▸ **PROMPT**: Without the pictures, give every record again exactly.

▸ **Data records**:
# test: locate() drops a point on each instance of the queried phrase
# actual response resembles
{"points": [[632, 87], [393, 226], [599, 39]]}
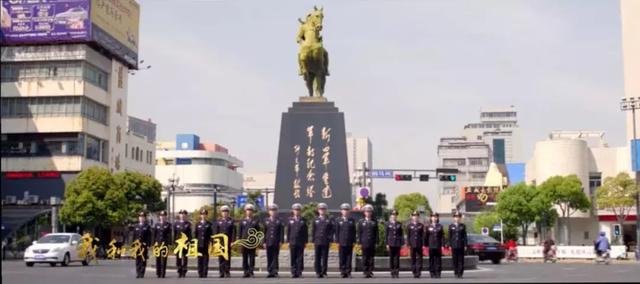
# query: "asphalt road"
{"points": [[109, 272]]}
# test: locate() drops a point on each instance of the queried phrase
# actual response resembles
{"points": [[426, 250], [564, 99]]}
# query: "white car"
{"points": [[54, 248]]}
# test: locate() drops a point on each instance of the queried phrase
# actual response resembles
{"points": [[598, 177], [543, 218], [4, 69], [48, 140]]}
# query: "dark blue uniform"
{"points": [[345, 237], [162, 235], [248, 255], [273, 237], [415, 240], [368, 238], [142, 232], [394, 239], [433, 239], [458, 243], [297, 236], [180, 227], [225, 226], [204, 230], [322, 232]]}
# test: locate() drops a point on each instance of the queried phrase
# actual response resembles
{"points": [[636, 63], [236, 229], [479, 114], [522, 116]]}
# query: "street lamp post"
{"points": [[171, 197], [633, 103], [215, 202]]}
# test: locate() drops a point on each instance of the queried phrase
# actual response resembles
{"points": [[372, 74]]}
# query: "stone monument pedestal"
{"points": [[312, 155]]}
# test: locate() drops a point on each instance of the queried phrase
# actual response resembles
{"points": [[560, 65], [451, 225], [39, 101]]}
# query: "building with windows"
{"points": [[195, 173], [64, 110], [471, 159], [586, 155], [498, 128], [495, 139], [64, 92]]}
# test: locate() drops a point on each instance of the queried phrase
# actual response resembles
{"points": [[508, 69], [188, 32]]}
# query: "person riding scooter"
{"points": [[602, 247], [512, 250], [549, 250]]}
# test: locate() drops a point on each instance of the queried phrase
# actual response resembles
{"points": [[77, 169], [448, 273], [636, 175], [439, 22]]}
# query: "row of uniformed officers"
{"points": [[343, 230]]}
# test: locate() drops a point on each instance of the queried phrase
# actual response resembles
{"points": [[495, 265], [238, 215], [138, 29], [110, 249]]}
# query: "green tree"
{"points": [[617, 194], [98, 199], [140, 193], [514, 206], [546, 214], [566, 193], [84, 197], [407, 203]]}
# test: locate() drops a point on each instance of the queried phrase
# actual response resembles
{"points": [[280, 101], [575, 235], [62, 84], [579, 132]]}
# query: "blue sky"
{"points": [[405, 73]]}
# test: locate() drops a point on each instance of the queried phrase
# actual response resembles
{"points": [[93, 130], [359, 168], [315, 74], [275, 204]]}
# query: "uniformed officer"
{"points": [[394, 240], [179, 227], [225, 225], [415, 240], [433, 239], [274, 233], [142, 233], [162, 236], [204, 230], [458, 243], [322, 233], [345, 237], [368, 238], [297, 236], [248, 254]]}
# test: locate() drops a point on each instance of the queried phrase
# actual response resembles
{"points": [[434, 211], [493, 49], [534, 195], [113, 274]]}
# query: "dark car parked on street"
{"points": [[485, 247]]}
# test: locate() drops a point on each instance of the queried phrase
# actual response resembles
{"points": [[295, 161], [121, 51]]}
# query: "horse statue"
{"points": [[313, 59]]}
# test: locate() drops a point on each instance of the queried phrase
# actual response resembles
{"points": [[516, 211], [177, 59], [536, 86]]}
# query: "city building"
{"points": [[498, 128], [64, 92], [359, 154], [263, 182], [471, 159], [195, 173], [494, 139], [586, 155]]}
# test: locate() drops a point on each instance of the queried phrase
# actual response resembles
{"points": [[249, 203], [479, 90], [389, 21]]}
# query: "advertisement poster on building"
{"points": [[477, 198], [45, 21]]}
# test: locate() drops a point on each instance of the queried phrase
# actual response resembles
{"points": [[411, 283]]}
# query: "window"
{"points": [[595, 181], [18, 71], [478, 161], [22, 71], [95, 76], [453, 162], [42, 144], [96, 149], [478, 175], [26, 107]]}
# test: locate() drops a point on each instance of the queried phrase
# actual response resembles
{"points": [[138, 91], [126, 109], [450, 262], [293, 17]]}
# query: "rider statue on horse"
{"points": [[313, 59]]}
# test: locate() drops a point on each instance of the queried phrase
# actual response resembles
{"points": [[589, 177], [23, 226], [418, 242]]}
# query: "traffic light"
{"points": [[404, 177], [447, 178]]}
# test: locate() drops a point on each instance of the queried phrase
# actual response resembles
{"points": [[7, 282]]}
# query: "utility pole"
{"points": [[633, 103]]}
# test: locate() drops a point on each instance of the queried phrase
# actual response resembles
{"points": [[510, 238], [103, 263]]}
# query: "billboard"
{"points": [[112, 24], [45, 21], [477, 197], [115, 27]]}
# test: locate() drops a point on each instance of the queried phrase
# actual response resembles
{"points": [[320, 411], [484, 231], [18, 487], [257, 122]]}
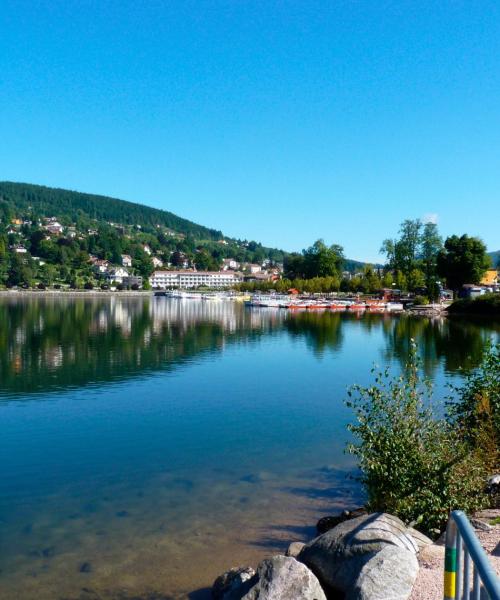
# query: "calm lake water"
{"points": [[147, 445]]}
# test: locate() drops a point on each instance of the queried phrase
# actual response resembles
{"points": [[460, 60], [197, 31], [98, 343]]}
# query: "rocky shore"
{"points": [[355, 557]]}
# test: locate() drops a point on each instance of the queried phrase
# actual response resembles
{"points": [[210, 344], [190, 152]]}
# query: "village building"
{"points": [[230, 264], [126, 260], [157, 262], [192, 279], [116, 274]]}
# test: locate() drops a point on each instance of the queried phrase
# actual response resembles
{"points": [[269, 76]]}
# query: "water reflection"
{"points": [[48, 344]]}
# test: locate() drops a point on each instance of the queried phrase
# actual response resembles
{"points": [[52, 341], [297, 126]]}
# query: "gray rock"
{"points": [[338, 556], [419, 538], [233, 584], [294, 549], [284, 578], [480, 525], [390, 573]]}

▸ **WRITTEN SOLUTION**:
# test: locate() drops a point on each instance of the queried phrase
# actual response resembles
{"points": [[632, 87], [393, 226], [599, 39]]}
# query: "asphalt road"
{"points": [[109, 272]]}
# test: locate() drops a point on each instance of the queried phrase
# actual response resembles
{"points": [[426, 250], [564, 99]]}
# query: "white car"
{"points": [[54, 248]]}
# test: locate() drops a point on each instance of the queried phrase
# actual response resembles
{"points": [[598, 177], [543, 218], [4, 69], [48, 140]]}
# query: "dark blue uniform"
{"points": [[345, 237], [162, 235], [248, 255], [273, 237], [415, 240], [368, 238], [142, 232], [394, 239], [433, 239], [458, 243], [297, 236], [180, 227], [225, 226], [204, 230], [322, 232]]}
# test: locate() drops a point on each instance of the queried phrase
# actual response resembles
{"points": [[636, 63], [236, 229], [479, 114], [522, 116]]}
# query: "street lamp post"
{"points": [[171, 197], [633, 103], [215, 202]]}
# test: locate() drops a point on each instance of the queried phrase
# actual response resembles
{"points": [[372, 74]]}
# query: "stone monument pedestal"
{"points": [[312, 155]]}
# test: locate() drops a point on each instance of the queried phrase
# actual response resembles
{"points": [[560, 65], [451, 225], [39, 101]]}
# query: "building with windows"
{"points": [[195, 173], [64, 110], [471, 159], [586, 155], [498, 128], [495, 139], [64, 92]]}
# test: locate() drops a point on each instance of the queried phrase
# actual response resembles
{"points": [[508, 69], [188, 32]]}
# query: "person riding scooter"
{"points": [[602, 247], [512, 250], [549, 250]]}
# test: locate() drops a point on each instance of the queried phrase
# actual response resembles
{"points": [[77, 169], [448, 273], [636, 175], [439, 22]]}
# query: "row of uniformed officers"
{"points": [[343, 230]]}
# test: locate() drops a point on each instance of the queried phrase
# actual response resembles
{"points": [[495, 265], [238, 215], [138, 29], [110, 249]]}
# query: "green tree"
{"points": [[617, 194], [98, 199], [140, 193], [514, 206], [546, 214], [566, 193], [84, 197], [407, 203]]}
# test: locate() drops a point on each instance of the queried phrase
# actual response resembles
{"points": [[280, 101], [575, 235], [62, 84], [579, 132]]}
# query: "blue sky"
{"points": [[405, 73]]}
# test: locate() drops a point on each instance of the queried phrase
# actual response resembles
{"points": [[93, 130], [359, 168], [315, 74], [275, 204]]}
# query: "uniformed officer"
{"points": [[394, 240], [179, 227], [225, 225], [415, 240], [433, 239], [274, 233], [142, 233], [162, 236], [204, 230], [458, 243], [322, 233], [345, 237], [368, 238], [297, 236], [248, 254]]}
# test: locate() drops a point on each instance of the queried phrase
# actual response resembles
{"points": [[434, 211], [493, 49], [534, 195], [113, 274]]}
# query: "dark car parked on street"
{"points": [[485, 247]]}
# test: locate() drops a point on each instance of the queried phrase
# actual response resembles
{"points": [[295, 161], [121, 51]]}
# query: "horse statue"
{"points": [[313, 59]]}
# test: locate() drops a point on each instance of the queried phrase
# actual response resembles
{"points": [[516, 211], [177, 59], [536, 86]]}
# query: "city building"
{"points": [[498, 128], [64, 92], [359, 154], [263, 182], [471, 159], [195, 173], [494, 139], [586, 155]]}
# test: locate() drops a point on each instance of the queried phrase
# actual response resembles
{"points": [[249, 203], [479, 90], [389, 21]]}
# query: "advertisement poster on building"
{"points": [[477, 198], [45, 21]]}
# test: locate() drops a point on each instance of the queried phrase
# actual response resembles
{"points": [[411, 283]]}
# query: "window"
{"points": [[595, 181], [18, 71], [478, 161], [22, 71], [95, 76], [453, 162], [42, 144], [96, 149], [478, 175], [26, 107]]}
# test: locate() drops a point on each instance of the queried phrase
# actual response resembles
{"points": [[138, 91], [126, 109], [450, 262], [293, 17]]}
# query: "rider statue on horse"
{"points": [[313, 59]]}
# test: locate() drops a point on each instance of the queried phrase
# actual response resembles
{"points": [[589, 177], [23, 226], [418, 242]]}
# query: "traffic light"
{"points": [[404, 177], [447, 178]]}
# test: locate() drops a point on each instance of the queried phrase
# actual response resembles
{"points": [[7, 282]]}
# query: "utility pole"
{"points": [[633, 103]]}
# test: locate() drops a point on each instance of the queried phrase
# actual response resembles
{"points": [[510, 238], [103, 263]]}
# query: "billboard"
{"points": [[112, 24], [45, 21], [477, 197], [115, 27]]}
# test: locate() drops a point on each instance of the queried phrase
# actual response resembles
{"points": [[320, 411], [484, 231], [18, 487], [257, 122]]}
# query: "calm lake water"
{"points": [[147, 445]]}
# test: locate() drops a point on each instance of the queried phrase
# actual response resembles
{"points": [[460, 60], [197, 31], [98, 343]]}
# query: "rocky shore"
{"points": [[355, 557]]}
# test: locate() drops a point on each instance of the queried phrase
# actual response resembles
{"points": [[210, 344], [190, 152]]}
# query: "village building"
{"points": [[230, 264], [126, 260], [157, 262], [192, 279], [116, 274]]}
# test: locate() drops a point on each instance of the queried phrase
# actual response resembles
{"points": [[269, 76]]}
# query: "water reflection"
{"points": [[48, 344]]}
# test: locate() drops a point on each instance of the queried phrase
# actual response resembles
{"points": [[52, 341], [297, 126]]}
# query: "gray rock"
{"points": [[338, 556], [419, 538], [233, 584], [294, 549], [284, 578], [480, 525], [390, 573]]}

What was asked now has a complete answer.